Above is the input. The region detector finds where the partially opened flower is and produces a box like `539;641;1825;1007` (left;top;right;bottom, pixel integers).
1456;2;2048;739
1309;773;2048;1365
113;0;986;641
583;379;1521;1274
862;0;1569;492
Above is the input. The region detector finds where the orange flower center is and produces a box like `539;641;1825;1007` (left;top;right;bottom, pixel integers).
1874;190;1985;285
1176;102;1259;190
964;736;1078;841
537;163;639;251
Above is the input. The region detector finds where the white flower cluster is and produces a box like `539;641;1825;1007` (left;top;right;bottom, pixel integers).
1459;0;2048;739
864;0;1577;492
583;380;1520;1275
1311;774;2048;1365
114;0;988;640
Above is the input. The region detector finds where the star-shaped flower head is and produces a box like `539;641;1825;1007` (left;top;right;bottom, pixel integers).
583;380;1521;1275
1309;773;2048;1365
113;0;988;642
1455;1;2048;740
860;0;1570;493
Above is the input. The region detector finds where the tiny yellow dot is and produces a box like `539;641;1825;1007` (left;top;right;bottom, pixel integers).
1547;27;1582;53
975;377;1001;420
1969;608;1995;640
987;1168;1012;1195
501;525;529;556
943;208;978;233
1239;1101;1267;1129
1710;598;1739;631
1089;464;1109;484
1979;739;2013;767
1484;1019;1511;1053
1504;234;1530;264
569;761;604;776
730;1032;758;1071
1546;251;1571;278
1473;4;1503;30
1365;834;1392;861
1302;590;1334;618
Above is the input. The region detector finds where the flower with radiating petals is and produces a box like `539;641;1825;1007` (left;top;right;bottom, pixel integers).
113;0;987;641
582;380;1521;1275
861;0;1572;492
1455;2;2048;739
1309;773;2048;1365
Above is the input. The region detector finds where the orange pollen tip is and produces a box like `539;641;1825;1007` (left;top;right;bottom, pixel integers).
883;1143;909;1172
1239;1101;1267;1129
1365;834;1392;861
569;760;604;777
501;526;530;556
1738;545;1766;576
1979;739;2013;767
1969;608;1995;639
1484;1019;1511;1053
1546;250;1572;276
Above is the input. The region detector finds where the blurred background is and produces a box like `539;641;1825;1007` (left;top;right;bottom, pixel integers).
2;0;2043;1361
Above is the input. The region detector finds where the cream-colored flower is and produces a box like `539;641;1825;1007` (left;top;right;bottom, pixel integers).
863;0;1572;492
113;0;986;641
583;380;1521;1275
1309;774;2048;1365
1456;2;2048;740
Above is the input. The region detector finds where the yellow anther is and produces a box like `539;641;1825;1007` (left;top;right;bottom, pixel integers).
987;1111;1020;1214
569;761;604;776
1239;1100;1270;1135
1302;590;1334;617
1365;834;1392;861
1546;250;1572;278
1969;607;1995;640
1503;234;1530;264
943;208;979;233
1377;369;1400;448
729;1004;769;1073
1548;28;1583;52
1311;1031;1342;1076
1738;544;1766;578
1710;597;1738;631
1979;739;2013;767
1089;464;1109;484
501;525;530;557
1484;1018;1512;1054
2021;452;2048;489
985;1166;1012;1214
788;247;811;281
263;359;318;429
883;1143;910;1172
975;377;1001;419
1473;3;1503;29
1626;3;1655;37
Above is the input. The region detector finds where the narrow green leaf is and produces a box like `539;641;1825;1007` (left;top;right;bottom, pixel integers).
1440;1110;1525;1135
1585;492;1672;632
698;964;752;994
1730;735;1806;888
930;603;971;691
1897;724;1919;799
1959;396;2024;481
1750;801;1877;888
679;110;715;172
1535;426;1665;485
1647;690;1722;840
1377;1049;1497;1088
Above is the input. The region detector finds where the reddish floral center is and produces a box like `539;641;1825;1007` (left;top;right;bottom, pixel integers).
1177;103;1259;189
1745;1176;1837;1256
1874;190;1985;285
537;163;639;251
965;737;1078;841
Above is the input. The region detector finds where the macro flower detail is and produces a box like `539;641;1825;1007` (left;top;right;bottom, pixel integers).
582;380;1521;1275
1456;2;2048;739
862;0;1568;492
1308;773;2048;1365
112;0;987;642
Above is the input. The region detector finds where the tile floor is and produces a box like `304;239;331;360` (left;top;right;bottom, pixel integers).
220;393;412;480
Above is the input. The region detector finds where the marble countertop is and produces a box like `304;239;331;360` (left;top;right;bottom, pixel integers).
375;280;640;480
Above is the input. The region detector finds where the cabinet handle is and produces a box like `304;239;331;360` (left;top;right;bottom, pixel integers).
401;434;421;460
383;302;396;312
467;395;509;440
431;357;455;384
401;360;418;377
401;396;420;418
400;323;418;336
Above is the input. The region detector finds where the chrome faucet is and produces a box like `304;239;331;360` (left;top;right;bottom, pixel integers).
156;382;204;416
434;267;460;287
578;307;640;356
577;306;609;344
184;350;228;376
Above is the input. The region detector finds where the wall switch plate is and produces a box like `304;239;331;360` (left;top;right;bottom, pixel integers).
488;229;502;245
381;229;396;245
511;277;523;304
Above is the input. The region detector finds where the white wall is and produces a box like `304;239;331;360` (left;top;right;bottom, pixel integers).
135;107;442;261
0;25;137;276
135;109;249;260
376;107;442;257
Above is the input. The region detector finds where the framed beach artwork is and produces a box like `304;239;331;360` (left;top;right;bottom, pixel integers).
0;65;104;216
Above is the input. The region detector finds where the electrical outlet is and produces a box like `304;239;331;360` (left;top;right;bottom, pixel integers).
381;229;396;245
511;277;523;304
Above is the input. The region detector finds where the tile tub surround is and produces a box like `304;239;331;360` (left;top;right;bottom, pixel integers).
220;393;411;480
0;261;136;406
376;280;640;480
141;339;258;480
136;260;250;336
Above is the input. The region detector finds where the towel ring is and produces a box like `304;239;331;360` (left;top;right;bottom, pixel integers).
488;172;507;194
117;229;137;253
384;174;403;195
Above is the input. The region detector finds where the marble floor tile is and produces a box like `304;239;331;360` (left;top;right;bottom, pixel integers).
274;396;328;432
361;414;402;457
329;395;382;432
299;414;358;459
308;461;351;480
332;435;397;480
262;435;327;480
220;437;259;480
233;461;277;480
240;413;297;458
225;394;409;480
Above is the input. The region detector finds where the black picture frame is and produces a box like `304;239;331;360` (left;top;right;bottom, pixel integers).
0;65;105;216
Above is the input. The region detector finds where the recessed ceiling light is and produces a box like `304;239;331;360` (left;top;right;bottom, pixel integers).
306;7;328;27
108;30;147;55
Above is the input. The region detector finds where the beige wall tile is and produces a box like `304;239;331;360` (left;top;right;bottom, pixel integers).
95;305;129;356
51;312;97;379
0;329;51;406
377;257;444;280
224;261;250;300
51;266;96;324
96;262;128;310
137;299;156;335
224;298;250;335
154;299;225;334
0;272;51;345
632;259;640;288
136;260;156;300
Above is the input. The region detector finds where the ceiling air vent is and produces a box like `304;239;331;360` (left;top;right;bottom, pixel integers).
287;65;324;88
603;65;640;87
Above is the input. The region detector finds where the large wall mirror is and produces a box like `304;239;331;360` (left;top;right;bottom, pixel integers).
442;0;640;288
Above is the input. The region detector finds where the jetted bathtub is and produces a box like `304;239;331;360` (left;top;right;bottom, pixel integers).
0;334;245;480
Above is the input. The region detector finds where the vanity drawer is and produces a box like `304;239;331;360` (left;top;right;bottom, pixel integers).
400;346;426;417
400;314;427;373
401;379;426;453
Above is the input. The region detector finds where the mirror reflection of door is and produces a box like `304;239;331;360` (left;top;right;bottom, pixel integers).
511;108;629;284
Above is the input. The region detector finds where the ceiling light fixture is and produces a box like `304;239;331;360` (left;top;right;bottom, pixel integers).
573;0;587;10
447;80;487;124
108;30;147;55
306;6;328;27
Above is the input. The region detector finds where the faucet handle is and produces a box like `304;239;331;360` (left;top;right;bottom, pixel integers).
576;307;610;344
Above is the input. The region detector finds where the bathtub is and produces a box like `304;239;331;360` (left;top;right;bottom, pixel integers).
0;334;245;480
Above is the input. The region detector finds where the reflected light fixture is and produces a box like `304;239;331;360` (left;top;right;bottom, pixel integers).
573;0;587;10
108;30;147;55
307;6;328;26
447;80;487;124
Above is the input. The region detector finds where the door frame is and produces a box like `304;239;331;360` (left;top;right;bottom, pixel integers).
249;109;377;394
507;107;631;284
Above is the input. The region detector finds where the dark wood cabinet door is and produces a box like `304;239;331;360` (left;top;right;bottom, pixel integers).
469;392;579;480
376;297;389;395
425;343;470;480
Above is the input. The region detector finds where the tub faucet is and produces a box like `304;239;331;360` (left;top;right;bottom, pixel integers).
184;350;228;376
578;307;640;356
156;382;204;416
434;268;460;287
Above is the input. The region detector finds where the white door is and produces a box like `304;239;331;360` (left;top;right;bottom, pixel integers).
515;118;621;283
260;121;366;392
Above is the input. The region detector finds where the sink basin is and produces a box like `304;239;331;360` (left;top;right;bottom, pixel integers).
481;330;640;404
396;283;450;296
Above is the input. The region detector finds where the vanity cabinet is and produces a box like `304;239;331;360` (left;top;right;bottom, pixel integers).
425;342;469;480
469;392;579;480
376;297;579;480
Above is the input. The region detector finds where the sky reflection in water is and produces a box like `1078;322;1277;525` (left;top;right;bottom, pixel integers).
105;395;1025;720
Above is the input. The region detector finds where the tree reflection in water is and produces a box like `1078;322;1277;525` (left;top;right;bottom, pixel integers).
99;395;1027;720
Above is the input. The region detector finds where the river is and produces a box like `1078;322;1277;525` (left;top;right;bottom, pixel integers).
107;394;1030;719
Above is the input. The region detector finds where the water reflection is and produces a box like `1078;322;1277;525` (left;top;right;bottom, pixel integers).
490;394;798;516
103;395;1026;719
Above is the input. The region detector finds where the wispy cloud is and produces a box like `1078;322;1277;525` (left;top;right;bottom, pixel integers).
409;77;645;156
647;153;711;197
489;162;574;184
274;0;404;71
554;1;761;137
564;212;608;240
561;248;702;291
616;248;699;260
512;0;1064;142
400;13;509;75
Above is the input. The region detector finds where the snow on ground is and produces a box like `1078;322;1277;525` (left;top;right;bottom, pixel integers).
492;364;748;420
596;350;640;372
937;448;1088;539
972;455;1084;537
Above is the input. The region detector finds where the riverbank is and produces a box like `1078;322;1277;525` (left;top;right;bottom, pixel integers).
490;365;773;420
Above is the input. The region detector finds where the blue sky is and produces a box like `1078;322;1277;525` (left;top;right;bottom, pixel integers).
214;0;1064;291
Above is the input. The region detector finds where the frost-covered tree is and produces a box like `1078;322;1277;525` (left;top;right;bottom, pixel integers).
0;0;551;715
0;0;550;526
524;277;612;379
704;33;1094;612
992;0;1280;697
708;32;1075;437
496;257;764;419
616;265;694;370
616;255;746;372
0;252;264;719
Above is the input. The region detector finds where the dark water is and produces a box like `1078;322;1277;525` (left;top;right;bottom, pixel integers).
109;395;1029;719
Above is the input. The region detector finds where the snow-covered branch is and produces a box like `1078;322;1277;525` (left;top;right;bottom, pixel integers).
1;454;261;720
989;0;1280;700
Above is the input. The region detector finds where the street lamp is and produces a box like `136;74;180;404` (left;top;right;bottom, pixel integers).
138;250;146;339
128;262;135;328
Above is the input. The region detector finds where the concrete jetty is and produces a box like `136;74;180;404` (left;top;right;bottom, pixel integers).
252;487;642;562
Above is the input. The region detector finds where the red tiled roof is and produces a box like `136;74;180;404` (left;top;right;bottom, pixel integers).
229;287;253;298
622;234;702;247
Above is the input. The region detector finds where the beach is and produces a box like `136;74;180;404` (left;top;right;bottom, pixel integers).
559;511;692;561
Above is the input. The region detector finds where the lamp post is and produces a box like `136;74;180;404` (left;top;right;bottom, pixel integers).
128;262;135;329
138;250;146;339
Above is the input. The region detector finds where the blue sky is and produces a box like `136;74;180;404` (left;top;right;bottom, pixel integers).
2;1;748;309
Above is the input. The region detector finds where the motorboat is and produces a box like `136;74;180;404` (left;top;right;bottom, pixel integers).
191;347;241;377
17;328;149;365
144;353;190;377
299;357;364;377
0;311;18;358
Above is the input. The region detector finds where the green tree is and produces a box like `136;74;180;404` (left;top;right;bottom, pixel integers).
* * * *
Could you copy exactly the line containing "where the motorboat" and each line after it through the end of the records, and nothing else?

Above is the input. The region detector finds where the motorboat is and produces a box like `136;74;180;404` (left;top;right;bottom, pixel integers).
191;347;241;377
17;328;149;365
144;353;190;377
299;357;364;377
0;311;18;358
Above is the input. The region detector finds where the green tree is and produces a box like `136;74;180;404` (left;top;right;bottom, pixel integers).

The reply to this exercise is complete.